→ Work order
The reply should hold only the lines below from the one with "Could you please indicate the grass verge" to the end, each copied exactly.

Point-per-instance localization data

BEGIN

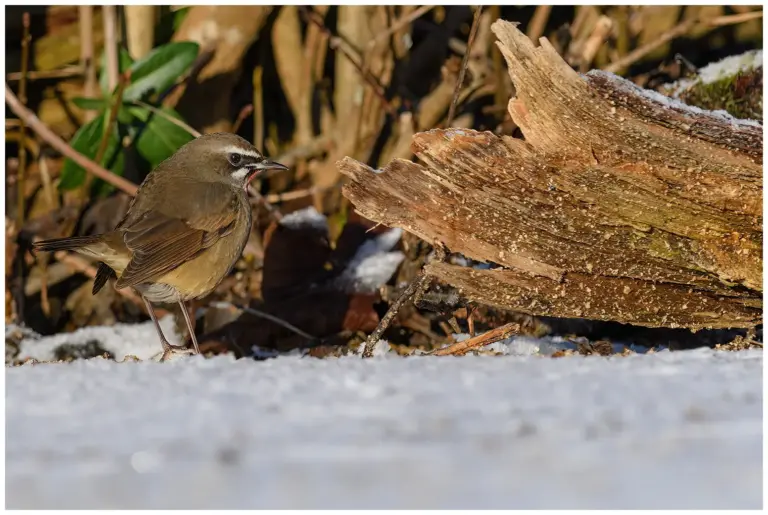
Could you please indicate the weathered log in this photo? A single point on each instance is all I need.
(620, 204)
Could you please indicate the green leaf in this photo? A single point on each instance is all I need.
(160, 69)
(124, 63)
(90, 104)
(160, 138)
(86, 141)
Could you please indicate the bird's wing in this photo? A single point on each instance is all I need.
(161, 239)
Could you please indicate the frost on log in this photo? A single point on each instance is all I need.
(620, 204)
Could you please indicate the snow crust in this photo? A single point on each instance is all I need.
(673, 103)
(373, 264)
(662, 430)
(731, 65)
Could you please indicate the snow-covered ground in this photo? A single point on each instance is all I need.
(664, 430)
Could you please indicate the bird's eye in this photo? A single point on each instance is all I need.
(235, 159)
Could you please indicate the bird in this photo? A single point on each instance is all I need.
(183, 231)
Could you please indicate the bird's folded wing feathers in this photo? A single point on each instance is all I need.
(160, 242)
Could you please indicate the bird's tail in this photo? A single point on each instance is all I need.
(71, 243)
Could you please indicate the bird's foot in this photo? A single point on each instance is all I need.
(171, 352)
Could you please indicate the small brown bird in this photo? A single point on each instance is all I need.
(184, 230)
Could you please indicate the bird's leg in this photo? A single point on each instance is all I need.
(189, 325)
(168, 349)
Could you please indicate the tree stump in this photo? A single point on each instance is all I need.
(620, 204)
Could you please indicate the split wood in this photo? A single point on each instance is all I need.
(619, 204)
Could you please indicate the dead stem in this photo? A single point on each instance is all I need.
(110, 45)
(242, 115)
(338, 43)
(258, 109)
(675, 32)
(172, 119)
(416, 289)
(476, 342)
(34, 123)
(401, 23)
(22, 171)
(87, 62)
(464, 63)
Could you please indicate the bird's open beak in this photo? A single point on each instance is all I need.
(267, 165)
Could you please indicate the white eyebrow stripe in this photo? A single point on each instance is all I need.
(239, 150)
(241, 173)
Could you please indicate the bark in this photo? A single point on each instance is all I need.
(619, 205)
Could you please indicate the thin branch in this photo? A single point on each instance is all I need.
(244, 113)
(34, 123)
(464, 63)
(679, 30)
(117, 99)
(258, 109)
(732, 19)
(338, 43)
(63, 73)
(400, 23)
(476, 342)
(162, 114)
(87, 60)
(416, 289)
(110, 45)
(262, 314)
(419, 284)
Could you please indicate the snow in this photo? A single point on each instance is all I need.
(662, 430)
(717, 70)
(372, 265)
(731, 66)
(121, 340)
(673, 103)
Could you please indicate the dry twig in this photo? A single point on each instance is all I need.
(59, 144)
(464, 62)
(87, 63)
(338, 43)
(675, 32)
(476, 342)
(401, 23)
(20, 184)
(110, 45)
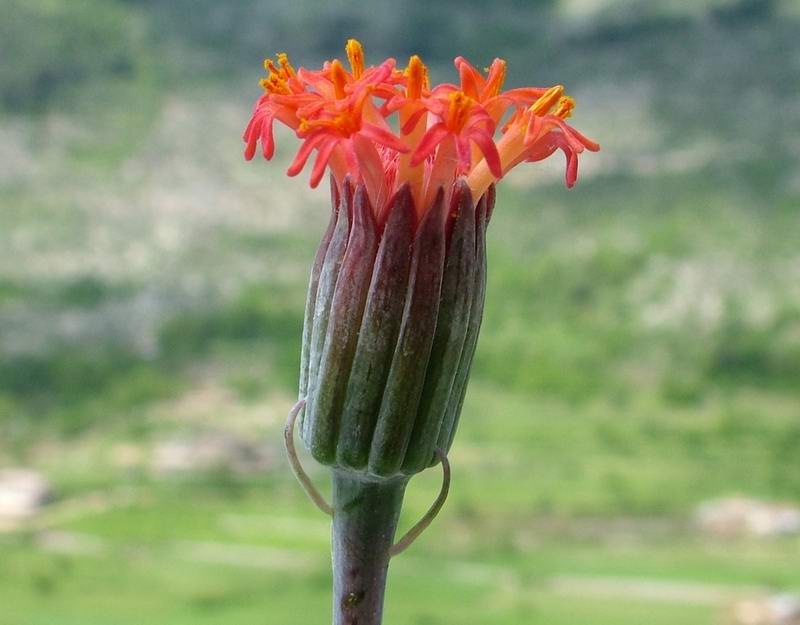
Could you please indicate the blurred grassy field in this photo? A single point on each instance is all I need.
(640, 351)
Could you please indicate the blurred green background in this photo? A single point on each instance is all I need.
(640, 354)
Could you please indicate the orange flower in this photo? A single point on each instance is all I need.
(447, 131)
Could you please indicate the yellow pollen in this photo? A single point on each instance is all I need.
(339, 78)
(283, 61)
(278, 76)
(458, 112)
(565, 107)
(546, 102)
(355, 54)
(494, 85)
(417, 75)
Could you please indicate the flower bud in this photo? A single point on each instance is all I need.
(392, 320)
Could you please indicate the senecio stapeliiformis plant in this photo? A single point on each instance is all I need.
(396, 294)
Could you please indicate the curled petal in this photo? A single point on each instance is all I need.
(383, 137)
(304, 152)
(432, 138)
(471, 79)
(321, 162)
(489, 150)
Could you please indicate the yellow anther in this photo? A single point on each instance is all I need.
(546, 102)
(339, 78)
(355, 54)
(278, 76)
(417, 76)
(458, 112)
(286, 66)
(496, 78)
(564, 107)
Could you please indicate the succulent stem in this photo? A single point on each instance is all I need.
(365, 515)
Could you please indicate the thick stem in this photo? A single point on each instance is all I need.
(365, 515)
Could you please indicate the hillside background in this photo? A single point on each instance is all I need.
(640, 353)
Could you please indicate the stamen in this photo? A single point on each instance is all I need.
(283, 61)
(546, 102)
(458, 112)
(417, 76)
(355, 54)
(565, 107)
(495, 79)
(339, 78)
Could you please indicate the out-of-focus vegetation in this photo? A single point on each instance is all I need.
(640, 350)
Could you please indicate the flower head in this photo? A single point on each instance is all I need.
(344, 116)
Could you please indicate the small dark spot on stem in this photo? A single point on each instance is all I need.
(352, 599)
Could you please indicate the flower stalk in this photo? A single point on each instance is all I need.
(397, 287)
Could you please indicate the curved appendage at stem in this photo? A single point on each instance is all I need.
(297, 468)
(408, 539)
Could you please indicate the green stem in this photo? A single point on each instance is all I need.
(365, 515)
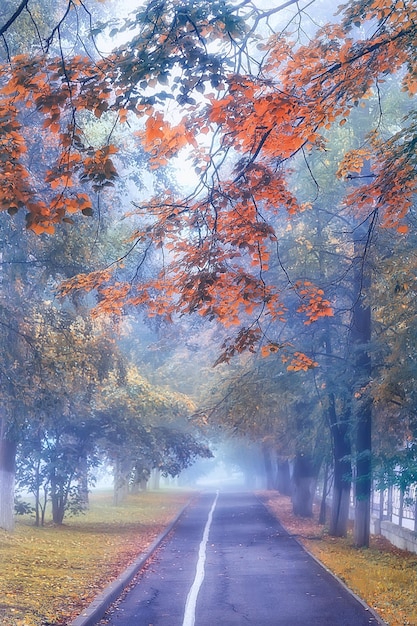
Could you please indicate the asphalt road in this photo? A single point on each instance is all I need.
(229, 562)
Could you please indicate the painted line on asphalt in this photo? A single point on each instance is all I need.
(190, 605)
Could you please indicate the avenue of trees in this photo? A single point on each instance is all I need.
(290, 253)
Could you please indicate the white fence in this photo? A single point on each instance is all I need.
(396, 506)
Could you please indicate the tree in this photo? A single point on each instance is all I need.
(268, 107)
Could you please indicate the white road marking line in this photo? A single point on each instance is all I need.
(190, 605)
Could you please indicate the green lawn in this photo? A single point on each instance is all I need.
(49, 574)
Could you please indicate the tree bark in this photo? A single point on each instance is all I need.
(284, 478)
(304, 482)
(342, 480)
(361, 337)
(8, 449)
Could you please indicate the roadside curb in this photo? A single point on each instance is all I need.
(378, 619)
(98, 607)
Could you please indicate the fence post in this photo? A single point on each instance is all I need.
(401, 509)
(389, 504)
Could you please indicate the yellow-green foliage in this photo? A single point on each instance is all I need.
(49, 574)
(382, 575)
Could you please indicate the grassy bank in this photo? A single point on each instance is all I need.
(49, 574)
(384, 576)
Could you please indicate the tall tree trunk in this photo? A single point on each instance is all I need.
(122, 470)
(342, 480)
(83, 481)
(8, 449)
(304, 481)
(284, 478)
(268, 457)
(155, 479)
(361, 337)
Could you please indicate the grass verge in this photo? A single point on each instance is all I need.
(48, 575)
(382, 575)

END

→ Problem solution
Could you please indicate the grass verge in this photo? A single point on each instance is all I need.
(48, 575)
(382, 575)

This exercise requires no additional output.